Given records Block Start

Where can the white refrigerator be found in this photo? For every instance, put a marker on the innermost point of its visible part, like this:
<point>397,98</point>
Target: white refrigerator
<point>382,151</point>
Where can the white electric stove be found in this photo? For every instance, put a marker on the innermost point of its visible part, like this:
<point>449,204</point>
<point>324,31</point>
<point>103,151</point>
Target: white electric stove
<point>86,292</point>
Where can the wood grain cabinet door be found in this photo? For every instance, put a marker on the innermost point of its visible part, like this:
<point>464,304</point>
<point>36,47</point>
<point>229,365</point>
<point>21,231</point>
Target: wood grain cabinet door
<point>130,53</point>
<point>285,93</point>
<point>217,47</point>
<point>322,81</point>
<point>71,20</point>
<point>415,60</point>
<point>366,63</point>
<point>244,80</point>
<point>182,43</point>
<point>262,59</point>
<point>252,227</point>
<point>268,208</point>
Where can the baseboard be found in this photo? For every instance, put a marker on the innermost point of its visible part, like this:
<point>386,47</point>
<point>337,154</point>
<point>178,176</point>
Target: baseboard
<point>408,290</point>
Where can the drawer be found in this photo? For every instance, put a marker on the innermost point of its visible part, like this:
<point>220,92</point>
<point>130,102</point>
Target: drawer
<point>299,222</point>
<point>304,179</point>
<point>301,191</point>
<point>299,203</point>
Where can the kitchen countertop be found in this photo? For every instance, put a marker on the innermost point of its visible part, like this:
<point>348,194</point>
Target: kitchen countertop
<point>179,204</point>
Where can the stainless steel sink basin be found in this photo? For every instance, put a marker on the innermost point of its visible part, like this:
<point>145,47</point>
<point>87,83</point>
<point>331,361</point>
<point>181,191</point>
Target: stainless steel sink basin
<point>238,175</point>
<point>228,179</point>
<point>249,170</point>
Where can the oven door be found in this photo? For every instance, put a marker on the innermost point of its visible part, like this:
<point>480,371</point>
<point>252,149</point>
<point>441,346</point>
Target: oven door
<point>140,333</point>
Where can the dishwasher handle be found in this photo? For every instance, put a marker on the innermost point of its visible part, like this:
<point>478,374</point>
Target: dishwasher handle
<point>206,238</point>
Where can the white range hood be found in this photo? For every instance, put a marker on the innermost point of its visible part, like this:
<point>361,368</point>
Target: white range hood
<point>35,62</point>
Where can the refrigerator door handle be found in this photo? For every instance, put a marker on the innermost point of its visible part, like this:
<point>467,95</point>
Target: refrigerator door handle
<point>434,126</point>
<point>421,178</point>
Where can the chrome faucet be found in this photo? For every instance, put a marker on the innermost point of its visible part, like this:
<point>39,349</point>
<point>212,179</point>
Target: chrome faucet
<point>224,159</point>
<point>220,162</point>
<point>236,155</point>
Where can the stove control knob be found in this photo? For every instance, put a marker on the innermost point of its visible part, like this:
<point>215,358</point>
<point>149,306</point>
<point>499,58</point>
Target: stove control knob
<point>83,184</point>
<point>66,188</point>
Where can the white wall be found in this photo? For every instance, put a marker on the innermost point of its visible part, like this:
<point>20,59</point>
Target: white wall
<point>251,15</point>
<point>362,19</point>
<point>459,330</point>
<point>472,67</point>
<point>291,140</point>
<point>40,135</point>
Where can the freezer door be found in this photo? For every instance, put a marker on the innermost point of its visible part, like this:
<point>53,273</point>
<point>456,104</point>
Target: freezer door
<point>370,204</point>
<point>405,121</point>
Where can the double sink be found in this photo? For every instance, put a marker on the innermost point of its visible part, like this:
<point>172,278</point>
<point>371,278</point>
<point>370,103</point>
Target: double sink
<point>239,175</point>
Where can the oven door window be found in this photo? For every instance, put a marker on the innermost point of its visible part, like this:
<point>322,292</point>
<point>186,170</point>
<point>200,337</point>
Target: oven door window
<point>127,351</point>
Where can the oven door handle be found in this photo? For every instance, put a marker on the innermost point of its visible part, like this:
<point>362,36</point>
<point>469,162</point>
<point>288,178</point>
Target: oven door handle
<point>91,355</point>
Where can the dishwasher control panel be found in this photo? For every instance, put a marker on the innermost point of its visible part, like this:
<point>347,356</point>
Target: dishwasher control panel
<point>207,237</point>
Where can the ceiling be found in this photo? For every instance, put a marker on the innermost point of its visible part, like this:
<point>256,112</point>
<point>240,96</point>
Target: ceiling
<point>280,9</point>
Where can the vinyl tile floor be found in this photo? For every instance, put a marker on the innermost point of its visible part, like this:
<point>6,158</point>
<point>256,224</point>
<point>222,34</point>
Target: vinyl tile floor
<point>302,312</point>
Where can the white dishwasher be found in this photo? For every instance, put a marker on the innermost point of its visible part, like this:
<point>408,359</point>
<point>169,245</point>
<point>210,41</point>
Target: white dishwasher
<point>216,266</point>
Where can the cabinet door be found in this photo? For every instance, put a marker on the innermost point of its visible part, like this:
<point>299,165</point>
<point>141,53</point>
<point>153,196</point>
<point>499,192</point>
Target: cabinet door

Given records Block End
Given records Block Start

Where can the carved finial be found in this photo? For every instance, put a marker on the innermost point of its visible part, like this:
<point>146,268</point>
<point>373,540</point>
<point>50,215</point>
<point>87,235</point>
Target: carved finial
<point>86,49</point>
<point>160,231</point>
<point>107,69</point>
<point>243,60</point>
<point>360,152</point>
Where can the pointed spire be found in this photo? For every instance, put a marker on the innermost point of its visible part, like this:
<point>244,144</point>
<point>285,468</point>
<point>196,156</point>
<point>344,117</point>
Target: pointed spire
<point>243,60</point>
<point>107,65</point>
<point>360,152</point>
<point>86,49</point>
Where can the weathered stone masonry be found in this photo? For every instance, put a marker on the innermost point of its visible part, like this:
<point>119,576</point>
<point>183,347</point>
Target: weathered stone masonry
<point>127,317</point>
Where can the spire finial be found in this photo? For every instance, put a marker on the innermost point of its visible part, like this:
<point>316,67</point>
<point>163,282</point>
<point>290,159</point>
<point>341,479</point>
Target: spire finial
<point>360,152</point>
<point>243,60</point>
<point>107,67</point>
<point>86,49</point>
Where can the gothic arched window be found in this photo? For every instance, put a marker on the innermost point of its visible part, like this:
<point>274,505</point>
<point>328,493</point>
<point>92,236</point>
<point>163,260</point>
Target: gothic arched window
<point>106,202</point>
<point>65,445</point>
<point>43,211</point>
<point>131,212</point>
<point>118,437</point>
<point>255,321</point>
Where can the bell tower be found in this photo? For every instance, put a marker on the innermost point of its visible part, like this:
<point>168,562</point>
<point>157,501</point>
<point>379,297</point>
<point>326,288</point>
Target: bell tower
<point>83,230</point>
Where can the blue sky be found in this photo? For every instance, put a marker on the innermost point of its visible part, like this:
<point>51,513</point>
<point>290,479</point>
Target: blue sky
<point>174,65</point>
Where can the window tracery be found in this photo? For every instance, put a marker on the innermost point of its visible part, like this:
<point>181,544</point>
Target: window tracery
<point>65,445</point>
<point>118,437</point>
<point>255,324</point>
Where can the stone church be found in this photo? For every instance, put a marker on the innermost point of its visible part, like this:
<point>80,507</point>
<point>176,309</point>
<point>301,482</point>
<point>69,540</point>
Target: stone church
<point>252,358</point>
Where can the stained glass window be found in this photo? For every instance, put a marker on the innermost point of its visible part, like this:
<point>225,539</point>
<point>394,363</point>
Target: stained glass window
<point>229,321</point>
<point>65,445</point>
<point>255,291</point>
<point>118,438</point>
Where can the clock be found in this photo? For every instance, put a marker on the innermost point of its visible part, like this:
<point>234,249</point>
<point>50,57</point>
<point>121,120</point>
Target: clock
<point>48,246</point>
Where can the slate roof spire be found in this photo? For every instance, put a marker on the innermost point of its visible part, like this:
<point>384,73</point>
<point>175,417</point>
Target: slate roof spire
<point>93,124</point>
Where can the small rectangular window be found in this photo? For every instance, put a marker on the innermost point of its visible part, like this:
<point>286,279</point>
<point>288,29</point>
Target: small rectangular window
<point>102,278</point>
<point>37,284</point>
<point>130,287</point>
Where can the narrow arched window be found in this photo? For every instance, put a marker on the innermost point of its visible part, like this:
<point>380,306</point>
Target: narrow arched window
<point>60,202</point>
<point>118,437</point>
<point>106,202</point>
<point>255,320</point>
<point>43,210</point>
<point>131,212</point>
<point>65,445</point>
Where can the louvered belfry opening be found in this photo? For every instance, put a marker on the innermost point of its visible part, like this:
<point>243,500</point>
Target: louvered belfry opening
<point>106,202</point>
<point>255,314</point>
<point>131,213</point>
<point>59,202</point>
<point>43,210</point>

Given records Block End

§ **What you have to do**:
What you give back should be only the lines of the records above, starting at the line with "Target: stove control knob" and ending at the line with "Where can the double", restated word for word.

§ **Response below**:
Target: stove control knob
<point>83,184</point>
<point>66,188</point>
Where can the white wall be found in this photo? For every instance, put a marker on the innermost point of its visible part, like this:
<point>20,59</point>
Target: white wall
<point>251,15</point>
<point>362,19</point>
<point>459,330</point>
<point>472,67</point>
<point>291,140</point>
<point>40,135</point>
Where can the freezer door be found in this photo? For every instance, put a marker on the innermost point of its visible part, like this:
<point>53,273</point>
<point>456,104</point>
Target: freezer door
<point>370,204</point>
<point>405,121</point>
Where can the double sink be found in this photo? For every instance, put a marker on the innermost point of its visible part, like this:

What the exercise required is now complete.